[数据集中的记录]
========================================================================

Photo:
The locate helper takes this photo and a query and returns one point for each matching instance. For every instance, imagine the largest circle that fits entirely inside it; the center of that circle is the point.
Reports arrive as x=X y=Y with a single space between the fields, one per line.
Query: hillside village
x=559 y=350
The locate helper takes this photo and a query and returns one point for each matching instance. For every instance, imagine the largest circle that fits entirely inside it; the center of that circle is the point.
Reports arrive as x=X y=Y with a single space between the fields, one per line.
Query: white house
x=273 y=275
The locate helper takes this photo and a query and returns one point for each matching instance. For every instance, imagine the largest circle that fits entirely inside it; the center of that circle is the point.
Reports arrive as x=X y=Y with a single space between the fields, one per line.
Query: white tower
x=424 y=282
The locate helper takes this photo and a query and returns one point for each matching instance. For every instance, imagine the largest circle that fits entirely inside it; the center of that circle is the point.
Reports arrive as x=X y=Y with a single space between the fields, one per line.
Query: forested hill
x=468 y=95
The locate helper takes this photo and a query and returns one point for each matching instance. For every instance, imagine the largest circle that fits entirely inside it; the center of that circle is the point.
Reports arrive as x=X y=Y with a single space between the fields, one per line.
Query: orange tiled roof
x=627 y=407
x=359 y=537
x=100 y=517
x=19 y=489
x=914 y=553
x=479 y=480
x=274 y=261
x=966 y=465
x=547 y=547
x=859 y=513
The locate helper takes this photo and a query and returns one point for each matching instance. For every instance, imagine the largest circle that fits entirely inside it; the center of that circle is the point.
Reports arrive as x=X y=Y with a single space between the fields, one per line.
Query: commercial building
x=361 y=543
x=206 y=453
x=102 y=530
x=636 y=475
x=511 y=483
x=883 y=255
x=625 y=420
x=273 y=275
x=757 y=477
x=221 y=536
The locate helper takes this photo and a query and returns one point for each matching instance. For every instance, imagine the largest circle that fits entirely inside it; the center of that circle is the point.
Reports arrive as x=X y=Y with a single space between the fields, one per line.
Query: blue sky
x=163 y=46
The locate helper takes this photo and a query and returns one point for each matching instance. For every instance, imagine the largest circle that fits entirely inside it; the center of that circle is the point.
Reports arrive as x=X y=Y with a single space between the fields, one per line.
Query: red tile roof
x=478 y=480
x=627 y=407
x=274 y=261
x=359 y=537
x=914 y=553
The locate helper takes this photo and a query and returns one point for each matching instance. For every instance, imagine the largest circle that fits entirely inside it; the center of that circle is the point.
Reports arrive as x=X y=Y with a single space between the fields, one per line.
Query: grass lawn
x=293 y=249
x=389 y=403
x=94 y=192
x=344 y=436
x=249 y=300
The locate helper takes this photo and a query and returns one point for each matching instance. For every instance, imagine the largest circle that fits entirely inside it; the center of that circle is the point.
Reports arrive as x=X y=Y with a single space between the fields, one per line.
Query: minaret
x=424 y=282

========================================================================

▶ [书面练习]: 将记录从开头一直到含有“x=859 y=513”的那一行为止逐字重新录入，首尾两行均包括在内。

▶ [练习解答]:
Photo:
The locate helper takes this photo and a query and returns one point for each matching instance. For every instance, imagine the largest circle that fits entirely inside it; the center of that circle is the point.
Reports arrive as x=X y=Y with a single space between the fields, one per line.
Query: hillside village
x=559 y=350
The locate helper takes this photo and a query and returns one point for each matching instance. For every instance, imagine the largest circle that fits entirely inside it; the center of that circle is the point.
Reports arrive as x=X y=Y with a single space between the fields, one per line.
Query: white house
x=273 y=275
The locate helper takes this photo and a query and returns one point for each matching instance. For every instance, imagine the largest circle that fits entirely inside it; the center of that circle is the point.
Reports arrive as x=X y=Y with a single space between the fields, one per line.
Query: white tower
x=424 y=282
The locate helper takes this photo and a query and returns one point for each matching instance. For every instance, imagine the largest circle that fits entirely inside it; the center of that circle is the point.
Reports arrive as x=X y=Y with a single space between the fields, one per line.
Query: forested hill
x=468 y=95
The locate helper takes this photo and a query and returns one point for each matching instance. For every instance, imagine the largest circle that fits entirely inside it; the center of that circle is the point.
Reports arrive as x=X y=Y with a single space between the fields, one per line.
Query: orange tiled roof
x=627 y=407
x=359 y=537
x=100 y=517
x=19 y=489
x=914 y=553
x=479 y=480
x=274 y=261
x=966 y=465
x=547 y=547
x=859 y=513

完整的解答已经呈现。